Coordinate annotation entries.
++++++++++

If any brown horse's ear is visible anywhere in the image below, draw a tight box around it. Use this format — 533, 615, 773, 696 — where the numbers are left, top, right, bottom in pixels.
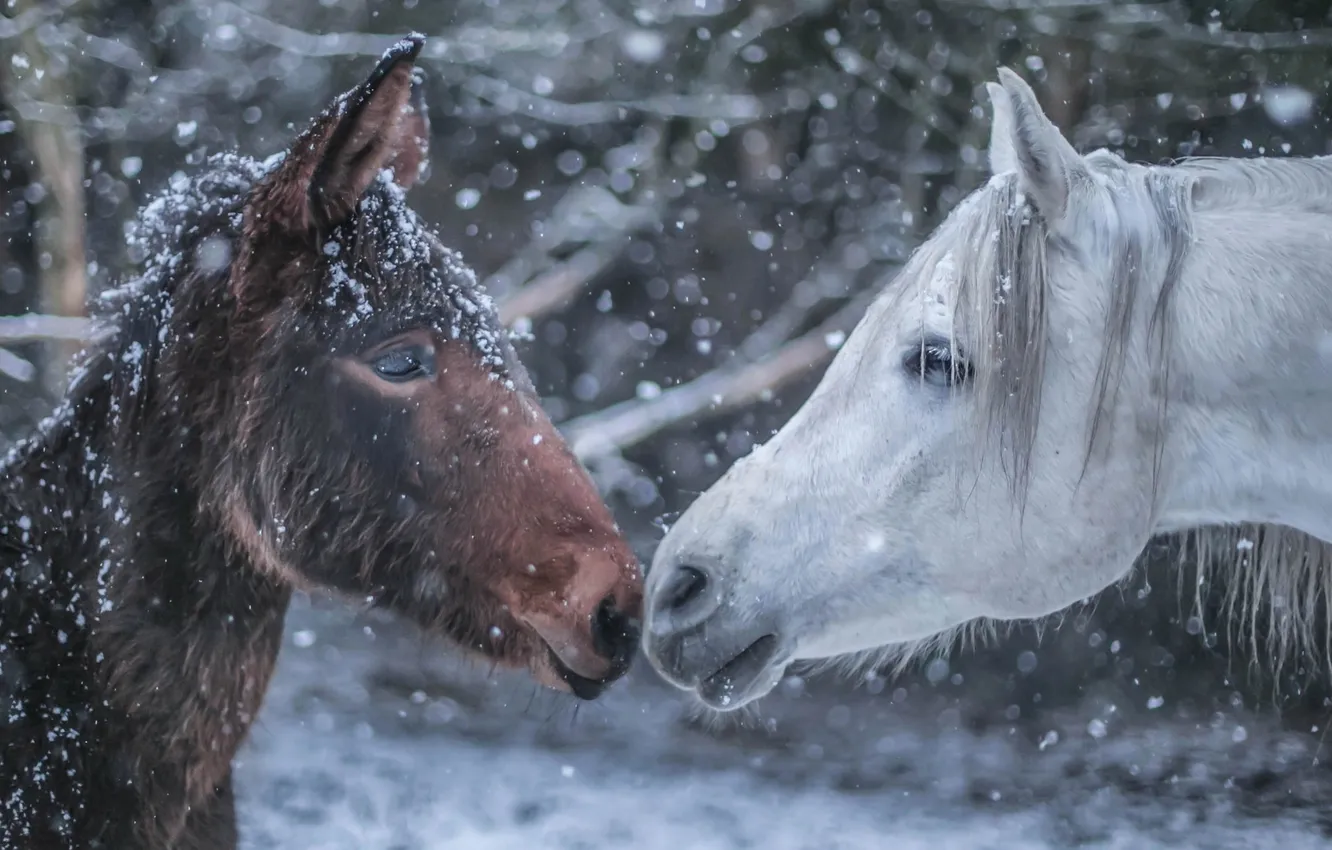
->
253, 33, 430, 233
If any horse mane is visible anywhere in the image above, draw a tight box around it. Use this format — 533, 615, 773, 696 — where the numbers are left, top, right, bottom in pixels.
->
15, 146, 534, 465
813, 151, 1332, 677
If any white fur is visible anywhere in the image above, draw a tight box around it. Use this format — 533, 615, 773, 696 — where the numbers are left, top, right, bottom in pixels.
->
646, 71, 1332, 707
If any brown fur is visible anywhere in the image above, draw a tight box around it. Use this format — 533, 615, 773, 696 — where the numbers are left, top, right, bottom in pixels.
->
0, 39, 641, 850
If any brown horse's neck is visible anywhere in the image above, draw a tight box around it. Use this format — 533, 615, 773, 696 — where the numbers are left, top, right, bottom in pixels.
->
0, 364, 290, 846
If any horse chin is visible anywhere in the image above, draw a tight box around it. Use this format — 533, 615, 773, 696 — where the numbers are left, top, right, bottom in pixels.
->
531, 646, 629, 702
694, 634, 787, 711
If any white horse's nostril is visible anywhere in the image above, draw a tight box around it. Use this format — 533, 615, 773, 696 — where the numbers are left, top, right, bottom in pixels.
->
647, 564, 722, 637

++++++++++

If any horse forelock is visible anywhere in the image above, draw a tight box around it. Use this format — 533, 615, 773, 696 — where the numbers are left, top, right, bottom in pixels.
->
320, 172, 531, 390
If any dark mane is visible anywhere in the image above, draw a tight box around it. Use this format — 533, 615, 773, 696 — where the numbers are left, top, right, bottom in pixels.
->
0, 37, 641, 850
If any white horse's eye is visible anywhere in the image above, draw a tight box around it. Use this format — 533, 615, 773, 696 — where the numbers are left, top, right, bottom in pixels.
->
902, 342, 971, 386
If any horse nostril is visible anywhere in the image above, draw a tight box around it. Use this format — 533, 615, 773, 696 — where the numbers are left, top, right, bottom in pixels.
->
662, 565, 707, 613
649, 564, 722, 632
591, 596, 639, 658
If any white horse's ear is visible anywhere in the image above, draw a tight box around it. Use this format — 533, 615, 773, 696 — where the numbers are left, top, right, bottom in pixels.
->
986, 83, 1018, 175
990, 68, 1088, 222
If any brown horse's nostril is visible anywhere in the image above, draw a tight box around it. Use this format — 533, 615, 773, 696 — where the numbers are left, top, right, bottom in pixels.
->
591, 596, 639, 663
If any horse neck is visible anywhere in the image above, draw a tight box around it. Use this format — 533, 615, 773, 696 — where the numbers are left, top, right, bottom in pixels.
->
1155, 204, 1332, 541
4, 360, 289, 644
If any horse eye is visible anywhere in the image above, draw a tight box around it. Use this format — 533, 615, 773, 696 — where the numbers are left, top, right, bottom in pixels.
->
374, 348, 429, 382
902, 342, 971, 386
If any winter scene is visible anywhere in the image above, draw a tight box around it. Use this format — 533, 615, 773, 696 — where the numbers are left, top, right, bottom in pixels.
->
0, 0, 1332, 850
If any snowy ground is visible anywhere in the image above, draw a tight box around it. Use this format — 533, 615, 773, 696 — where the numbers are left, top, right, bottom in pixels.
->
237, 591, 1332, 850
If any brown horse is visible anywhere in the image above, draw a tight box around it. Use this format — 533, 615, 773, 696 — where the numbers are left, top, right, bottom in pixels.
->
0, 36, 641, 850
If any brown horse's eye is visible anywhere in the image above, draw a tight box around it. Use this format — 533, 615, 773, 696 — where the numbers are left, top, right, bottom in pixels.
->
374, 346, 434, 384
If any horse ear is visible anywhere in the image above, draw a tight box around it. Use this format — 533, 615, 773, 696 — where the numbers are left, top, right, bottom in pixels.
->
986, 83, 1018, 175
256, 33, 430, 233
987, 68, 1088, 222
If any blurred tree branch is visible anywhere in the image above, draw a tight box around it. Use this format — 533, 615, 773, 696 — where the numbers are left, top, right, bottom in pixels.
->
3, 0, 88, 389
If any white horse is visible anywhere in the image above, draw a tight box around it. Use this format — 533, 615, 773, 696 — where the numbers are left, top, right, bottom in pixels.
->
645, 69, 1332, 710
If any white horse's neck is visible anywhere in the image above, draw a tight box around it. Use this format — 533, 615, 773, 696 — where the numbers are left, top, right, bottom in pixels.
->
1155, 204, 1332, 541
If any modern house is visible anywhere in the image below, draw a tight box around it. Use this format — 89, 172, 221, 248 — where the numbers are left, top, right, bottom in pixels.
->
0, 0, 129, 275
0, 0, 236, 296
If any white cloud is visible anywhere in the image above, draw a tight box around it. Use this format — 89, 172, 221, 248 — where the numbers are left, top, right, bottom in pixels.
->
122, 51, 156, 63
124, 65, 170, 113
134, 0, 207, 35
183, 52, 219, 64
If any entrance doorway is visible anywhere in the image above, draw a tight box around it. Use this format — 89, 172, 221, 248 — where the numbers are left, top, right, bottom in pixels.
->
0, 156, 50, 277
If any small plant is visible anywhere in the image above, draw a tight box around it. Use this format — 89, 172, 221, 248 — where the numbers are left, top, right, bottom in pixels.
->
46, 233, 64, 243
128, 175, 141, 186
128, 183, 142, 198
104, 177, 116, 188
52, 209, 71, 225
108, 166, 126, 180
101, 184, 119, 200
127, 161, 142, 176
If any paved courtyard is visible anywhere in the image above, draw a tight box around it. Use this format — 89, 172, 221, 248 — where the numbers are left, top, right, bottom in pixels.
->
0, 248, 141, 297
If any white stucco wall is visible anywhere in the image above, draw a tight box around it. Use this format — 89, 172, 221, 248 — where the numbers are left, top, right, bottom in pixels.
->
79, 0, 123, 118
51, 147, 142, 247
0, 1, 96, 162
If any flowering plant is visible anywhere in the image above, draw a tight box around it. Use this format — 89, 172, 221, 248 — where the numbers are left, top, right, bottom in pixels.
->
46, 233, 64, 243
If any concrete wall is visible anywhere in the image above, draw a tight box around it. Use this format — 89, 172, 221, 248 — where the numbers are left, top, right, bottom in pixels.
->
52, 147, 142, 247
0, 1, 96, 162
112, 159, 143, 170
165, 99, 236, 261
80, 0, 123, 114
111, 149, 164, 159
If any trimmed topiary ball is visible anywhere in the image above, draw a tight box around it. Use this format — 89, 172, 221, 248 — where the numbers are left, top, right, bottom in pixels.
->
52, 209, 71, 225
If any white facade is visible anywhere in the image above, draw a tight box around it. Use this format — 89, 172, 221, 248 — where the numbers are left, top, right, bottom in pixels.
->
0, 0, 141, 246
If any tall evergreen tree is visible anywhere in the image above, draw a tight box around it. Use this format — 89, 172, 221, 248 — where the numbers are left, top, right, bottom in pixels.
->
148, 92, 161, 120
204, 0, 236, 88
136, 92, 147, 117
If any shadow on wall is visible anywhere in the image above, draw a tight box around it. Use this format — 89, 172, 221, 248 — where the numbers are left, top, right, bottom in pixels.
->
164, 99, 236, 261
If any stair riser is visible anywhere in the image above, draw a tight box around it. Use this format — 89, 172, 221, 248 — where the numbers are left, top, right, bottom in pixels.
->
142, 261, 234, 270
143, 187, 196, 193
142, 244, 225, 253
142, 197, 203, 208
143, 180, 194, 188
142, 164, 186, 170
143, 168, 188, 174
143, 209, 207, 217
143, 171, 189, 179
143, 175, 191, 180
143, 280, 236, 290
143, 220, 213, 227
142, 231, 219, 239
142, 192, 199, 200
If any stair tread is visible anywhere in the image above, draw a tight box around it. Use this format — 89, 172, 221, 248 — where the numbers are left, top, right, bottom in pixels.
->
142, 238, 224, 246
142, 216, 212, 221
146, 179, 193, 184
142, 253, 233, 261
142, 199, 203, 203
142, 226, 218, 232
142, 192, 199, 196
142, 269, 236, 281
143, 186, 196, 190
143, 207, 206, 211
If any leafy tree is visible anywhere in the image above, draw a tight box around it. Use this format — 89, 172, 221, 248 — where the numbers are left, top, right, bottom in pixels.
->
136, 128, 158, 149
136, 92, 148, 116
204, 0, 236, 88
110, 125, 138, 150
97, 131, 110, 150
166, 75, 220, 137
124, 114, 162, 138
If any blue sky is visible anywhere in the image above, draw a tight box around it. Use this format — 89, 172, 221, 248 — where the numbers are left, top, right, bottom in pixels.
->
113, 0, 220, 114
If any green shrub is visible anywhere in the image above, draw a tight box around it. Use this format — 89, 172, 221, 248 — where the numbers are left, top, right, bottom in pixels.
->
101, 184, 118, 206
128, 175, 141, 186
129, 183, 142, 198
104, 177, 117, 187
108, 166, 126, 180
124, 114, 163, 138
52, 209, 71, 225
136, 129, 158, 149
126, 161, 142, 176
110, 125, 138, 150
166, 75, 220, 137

++++++++++

EXERCISE TASK. Format the lines from the one with "If any white horse's nostril" up to and including the one with "647, 564, 722, 637" as a Markdown table. Use the columns Row and Line, give the row number and the line itself in each row, and leave out any blank lines.

WORKED SOLUTION.
| Row | Line |
|---|---|
| 1 | If any white horse's nostril is visible anywhere in the image above, draw a tight box around it. Use this format — 533, 615, 773, 696 — where the numbers are left, top, right, bottom in pixels. |
| 2 | -> |
| 3 | 647, 564, 722, 637 |